(Given passage Opens)

Major North Island iwi Ngati Kahungunu yesterday said it would go to court if necessary to assert its ownership rights over not just water but the state owned power companies that use it.

But Treaty Negotiations Minister Chris Finlayson flatly ruled out having the meeting the iwi was seeking with him to discuss its bid for power company shares.

Last week as the Government responded to the Waitangi Tribunal on the Maori Council's water rights claim, Ngati Kahungunu filed its own claim asserting rights over water in its area and seeking a delay in the asset sales programme.

The Government has delayed the sale of Mighty River Power until next year while it consults with iwi affected by the sale over the tribunal's "shares plus" concept for redress.


But Ngati Kahungunu chairman Ngahiwi Tomoana yesterday said that following a hui over the weekend the iwi, the third largest in the country, was now "asserting their ownership rights to electricity state owned assets".

He said the Government had a "long established history" of recognising Ngati Kahungunu ownership to water bodies used to generate hydro-electricity for state owned companies.

(Given passage Closes)
(Dataset content Opens)

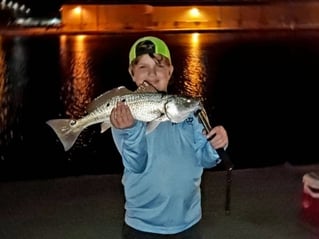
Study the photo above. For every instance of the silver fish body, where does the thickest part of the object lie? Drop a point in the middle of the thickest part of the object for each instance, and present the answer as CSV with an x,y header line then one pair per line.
x,y
151,107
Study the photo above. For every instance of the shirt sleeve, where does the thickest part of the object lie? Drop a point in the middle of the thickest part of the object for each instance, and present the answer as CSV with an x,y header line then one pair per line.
x,y
131,144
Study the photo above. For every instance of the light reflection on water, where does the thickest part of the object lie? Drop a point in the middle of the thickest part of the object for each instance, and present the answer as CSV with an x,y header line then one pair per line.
x,y
56,77
194,73
76,88
13,80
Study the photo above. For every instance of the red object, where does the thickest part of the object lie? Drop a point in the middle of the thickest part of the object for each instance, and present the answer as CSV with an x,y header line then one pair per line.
x,y
310,199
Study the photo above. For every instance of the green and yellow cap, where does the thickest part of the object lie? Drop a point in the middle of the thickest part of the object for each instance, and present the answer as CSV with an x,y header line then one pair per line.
x,y
148,45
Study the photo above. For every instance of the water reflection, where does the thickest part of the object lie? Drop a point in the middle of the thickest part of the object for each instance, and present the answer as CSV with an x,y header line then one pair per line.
x,y
194,73
77,85
13,79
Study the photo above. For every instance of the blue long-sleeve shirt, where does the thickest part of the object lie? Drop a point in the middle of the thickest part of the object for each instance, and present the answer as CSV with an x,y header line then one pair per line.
x,y
162,174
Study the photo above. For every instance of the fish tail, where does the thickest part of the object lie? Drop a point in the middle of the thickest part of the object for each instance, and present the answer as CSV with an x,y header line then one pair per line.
x,y
66,134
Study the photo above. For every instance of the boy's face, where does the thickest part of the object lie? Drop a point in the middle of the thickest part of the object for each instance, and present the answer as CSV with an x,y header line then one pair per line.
x,y
157,73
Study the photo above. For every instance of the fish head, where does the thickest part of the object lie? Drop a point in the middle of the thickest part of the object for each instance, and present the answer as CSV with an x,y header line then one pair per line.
x,y
178,108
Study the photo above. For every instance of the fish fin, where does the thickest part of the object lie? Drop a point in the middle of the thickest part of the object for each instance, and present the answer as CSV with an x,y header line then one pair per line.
x,y
101,99
146,87
151,126
64,131
105,126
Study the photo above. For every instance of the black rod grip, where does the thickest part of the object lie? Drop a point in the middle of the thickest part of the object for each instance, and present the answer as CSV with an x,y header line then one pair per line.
x,y
221,152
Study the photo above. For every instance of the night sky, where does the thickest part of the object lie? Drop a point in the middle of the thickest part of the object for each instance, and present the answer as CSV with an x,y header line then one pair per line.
x,y
41,8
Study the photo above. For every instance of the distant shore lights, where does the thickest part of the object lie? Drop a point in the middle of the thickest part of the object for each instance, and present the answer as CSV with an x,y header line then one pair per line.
x,y
14,6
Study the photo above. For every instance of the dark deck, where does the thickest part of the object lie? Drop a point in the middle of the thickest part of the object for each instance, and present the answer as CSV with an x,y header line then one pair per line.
x,y
265,203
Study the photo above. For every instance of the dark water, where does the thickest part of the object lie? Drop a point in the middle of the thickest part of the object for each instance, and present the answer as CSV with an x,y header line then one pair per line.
x,y
262,86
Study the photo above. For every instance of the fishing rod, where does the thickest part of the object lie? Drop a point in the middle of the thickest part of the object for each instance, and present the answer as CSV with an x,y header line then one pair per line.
x,y
228,165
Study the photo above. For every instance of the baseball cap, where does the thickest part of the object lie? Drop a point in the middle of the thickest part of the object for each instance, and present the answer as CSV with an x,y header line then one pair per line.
x,y
148,45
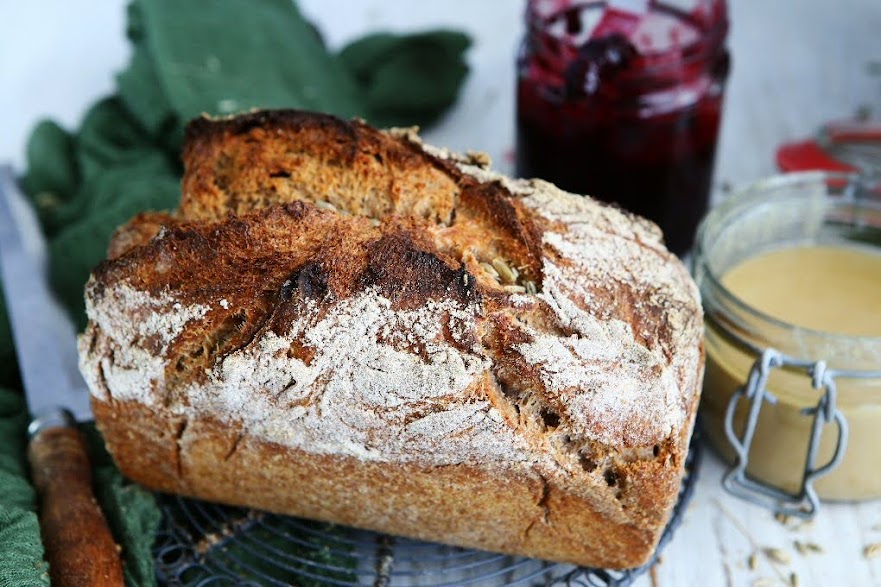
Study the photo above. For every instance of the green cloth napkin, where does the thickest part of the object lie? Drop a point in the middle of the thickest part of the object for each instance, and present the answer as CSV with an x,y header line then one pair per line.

(Dataset content Closes)

## [Work request 1]
In the article on Ngati Kahungunu, give the part from "Major North Island" up to and including "power company shares." again, changing "iwi" to "tribe".
## [Work request 2]
Write what comes next in the news report on Ngati Kahungunu's claim to water and power companies, starting after its last sentence.

## [Exercise answer 1]
Major North Island tribe Ngati Kahungunu yesterday said it would go to court if necessary to assert its ownership rights over not just water but the state owned power companies that use it.

But Treaty Negotiations Minister Chris Finlayson flatly ruled out having the meeting the tribe was seeking with him to discuss its bid for power company shares.

## [Exercise answer 2]
"For this reason we have requested a meeting to discuss the direct interests of Ngati Kahungunu in the water bodies used by the electricity SOE's."

One Ngati Kahungunu hapu would be affected by the privatisation of Mighty River Power because it was early last century relocated by the Government to the area where the Waikato town of Mangakino now stands. That hapu was one of the claimants behind the Maori Council's claim.

Another of the iwi's hapu has an interest in Lake Waikaremoana where Genesis Energy operates a dam.

Mr Tomoana said he was seeking a meeting with Treaty Negotiations Minister Chris Finlayson separate to the shares plus consultation but no date had been set yet.

"We're putting our hand up and saying "wait on, our hapu have interests too, you should consider speaking to the iwi on behalf the hapu"."

Mr Tomoana said court action to halt the sales until the iwi's rights were addressed was always "a last resort", but "we're quite keen to go into direct negotiation with the Crown".

However a spokesman for Mr Finlayson said the minister would not meet with Ngati Kahungunu.

Mr Tomoana said he would represent his iwi's view that the issue of Maori water rights should be dealt with before the power companies were partially sold when he attended a water rights hui on Thursday in Turangawaewae convened by Maori King Tuheitia.

He would be recommending "pan-iwi support of all the claims throughout the country" to counter the Government's stance the issue should be dealt with on an iwi by iwi basis - an approach he described as "divide and rule tactics".